• Required work
Reproduce the lines below with every occurrence of "matching instance" changed to "corresponding instance" and everything else left unchanged.
====== Source material ======
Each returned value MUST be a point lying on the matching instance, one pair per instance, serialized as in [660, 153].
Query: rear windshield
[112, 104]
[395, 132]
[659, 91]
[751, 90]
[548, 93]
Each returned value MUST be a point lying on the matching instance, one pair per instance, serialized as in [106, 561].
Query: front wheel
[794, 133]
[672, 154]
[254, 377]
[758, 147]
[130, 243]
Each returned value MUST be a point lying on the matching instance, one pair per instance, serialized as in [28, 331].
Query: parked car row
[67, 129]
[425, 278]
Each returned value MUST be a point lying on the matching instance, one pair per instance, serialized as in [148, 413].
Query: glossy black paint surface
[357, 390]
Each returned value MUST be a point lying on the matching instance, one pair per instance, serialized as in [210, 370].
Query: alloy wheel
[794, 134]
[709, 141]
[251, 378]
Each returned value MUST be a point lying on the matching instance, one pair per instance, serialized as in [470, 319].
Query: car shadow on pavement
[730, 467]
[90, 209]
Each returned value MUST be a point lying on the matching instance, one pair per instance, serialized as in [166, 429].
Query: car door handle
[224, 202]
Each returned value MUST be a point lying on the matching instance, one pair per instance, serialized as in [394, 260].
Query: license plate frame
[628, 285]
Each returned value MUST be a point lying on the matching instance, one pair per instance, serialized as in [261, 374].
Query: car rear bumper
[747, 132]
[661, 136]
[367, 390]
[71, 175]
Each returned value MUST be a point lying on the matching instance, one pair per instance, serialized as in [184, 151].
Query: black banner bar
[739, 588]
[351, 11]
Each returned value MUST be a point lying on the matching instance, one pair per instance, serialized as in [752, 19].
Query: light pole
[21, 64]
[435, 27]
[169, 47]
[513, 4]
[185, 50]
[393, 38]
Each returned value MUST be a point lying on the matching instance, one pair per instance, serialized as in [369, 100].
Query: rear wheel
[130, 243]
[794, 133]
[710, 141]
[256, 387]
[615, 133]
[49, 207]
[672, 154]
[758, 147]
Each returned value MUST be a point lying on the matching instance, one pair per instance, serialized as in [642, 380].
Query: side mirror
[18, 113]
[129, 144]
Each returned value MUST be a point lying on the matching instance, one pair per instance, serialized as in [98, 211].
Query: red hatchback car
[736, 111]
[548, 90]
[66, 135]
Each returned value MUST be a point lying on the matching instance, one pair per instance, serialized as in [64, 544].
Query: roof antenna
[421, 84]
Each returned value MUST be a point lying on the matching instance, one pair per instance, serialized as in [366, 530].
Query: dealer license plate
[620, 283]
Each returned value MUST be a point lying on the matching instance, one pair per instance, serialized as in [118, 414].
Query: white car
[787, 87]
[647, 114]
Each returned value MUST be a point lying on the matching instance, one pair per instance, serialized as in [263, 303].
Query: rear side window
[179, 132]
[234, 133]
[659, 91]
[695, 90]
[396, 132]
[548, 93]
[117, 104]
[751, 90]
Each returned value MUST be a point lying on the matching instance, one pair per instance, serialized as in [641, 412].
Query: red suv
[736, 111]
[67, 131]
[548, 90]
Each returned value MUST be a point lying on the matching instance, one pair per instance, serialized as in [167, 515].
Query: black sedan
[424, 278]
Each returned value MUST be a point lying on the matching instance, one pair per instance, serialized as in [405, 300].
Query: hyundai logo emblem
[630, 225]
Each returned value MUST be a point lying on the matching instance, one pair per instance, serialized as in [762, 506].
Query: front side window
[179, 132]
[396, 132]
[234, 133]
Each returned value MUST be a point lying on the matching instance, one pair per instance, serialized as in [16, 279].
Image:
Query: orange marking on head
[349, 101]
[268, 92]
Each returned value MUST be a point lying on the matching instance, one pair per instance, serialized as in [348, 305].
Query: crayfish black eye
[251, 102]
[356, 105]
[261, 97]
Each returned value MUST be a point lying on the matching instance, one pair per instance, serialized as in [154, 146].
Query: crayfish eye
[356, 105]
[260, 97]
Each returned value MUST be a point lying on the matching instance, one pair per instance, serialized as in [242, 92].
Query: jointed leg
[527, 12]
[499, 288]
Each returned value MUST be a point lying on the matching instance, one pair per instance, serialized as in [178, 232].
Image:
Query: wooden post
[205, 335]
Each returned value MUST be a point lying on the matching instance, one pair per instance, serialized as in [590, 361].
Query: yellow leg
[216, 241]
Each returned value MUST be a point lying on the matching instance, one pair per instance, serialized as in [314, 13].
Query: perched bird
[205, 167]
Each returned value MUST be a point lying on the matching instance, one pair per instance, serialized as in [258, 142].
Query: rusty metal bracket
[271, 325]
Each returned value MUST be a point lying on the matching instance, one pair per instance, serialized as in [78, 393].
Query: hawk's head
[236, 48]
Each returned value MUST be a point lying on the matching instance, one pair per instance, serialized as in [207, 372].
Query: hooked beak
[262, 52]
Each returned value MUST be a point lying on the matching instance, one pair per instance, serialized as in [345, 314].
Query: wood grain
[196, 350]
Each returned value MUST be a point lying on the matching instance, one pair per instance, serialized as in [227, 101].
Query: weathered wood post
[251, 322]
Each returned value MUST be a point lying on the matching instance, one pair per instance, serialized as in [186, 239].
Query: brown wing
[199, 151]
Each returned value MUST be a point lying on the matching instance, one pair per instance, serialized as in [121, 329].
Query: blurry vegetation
======
• Response
Each returned value MUST be a point lying on the corresponding instance, one pair per instance, serialized as in [660, 153].
Query: rear windshield
[112, 104]
[395, 132]
[659, 91]
[751, 90]
[548, 93]
Each returned value MUST be a point lying on the corresponding instance, one pair per instance, serialized as in [106, 561].
Query: front wheel
[794, 133]
[672, 154]
[254, 377]
[758, 147]
[130, 243]
Each returned value MUST be a point lying on the corresponding instance, one pair per instance, serialized as in [28, 331].
Query: parked car row
[67, 129]
[425, 278]
Each returned value MUST be a point lying on the corresponding instance, one pair per instance, serialized as in [148, 413].
Query: glossy black paint surface
[357, 390]
Each returned value MUST be a point lying on the corresponding instance, one pair per instance, serialized as in [210, 370].
Query: alloy wheel
[794, 134]
[709, 141]
[251, 378]
Each returned value MUST be a point lying on the corresponding instance, one pair per instance, serialized as in [470, 319].
Query: car shadow on pavement
[730, 467]
[90, 209]
Each returned value MUST be a point lying on the corresponding instance, one pair per instance, serialized as in [166, 429].
Query: car door handle
[224, 202]
Each returned value MUST be a point lying on the corresponding instance, one pair per instance, serialized as in [394, 260].
Query: license plate frame
[628, 285]
Each returned value MUST be a point lying on the corresponding instance, one pair per instance, serialized as in [261, 374].
Query: car rear bumper
[747, 132]
[661, 136]
[367, 390]
[71, 175]
Each returned value MUST be a point lying on the corresponding instance, one pair per instance, serialized as in [184, 151].
Query: black banner bar
[739, 588]
[351, 11]
Each returned value MUST be a point lying on the corresponding instance, one pair per instance, serialized as in [752, 19].
Query: light pole
[21, 64]
[435, 27]
[169, 47]
[513, 4]
[185, 50]
[393, 38]
Each returned value MUST be a point lying on the corresponding instance, one pair per instance, serialized as in [369, 100].
Query: rear wheel
[130, 243]
[794, 133]
[710, 141]
[256, 387]
[615, 133]
[49, 207]
[672, 154]
[758, 147]
Each returned value MUST be a point lying on the corresponding instance, one pair per instance, serialized as in [642, 380].
Query: side mirror
[18, 113]
[129, 144]
Each returned value MUST be a point lying on the corresponding instance, one pair per instance, serialized as in [98, 211].
Query: red hatchback car
[736, 111]
[548, 90]
[66, 135]
Each returned value MUST be a point lying on the corresponding instance, one pair per instance, serialized as in [64, 544].
Query: roof antenna
[421, 84]
Each returned value MUST be a point lying on the corresponding instance, one pair per instance, serialized as in [366, 530].
Query: dealer license plate
[620, 283]
Each returned value MUST be a point lying on the corresponding instance, one pair per instance, serialized as in [118, 414].
Query: white car
[787, 87]
[647, 114]
Each returned value MUST be a point lying on the corresponding instance, one pair per instance, serialized as in [263, 303].
Query: rear side window
[179, 132]
[234, 133]
[659, 91]
[695, 90]
[396, 132]
[548, 93]
[117, 104]
[751, 90]
Each returned value MUST be a point lying on the corresponding instance, one pair per instance, serialized as in [641, 412].
Query: red suv
[736, 111]
[67, 131]
[548, 90]
Each returned value MUST be a point lying on the corresponding instance, one pair per instance, serialized as in [167, 515].
Query: black sedan
[424, 278]
Each returned value MUST be a point lying on the corresponding instance, one pair per instance, serialized as in [405, 300].
Query: hyundai logo emblem
[630, 225]
Each returned value MUST be a point lying on the corresponding instance, one pair per instance, serialized as in [762, 506].
Query: front side window
[179, 132]
[396, 132]
[234, 133]
Each returned value MUST be a point lying on the corresponding instance, one pair per instance, serialized as in [16, 279].
Image:
Query: orange marking on head
[349, 101]
[268, 92]
Each returned value MUST be a point lying on the corresponding instance, one pair per instance, serialized as in [348, 305].
Query: crayfish black eye
[251, 102]
[356, 105]
[261, 97]
Each returned value MUST be a point lying on the corresponding instance, one pair per instance, serialized as in [154, 146].
Query: crayfish eye
[356, 105]
[260, 97]
Each returned value MUST be a point lying on the corresponding instance, one pair per instance, serialized as in [242, 92].
Query: jointed leg
[527, 12]
[499, 288]
Each returned value MUST be a point lying on the corresponding instance, one pair per instance, serialized as in [178, 232].
Image:
Query: wooden post
[205, 335]
Each returned value MUST be a point lying on the corresponding instance, one pair per instance, serialized as in [590, 361].
Query: yellow leg
[216, 241]
Each returned value MUST be a point lying on the corresponding instance, one pair per instance, serialized as in [314, 13].
Query: perched bird
[205, 167]
Each returned value MUST be a point lying on the corresponding instance, one pair per instance, serialized as in [258, 142].
Query: rusty metal bracket
[271, 325]
Each returned value MUST be a point lying on the corresponding instance, one pair per instance, serialized as in [78, 393].
Query: hawk's head
[236, 48]
Each returned value MUST be a point lying on the corresponding instance, one pair per instance, serialized as in [207, 372].
Query: hooked beak
[262, 52]
Each returned value MUST be a point lying on the corresponding instance, one pair per instance, serialized as in [345, 314].
Query: wood grain
[196, 350]
Each returned value MUST be a point lying on the corresponding instance, one pair per instance, serialized as in [227, 101].
Query: weathered wood post
[251, 322]
Each returned value MUST be a point lying on the corresponding instance, one pair per instance, serialized as in [186, 239].
Query: brown wing
[199, 151]
Each returned value MUST be a point lying on the corresponding instance, one pair per instance, serialized as in [121, 329].
Query: blurry vegetation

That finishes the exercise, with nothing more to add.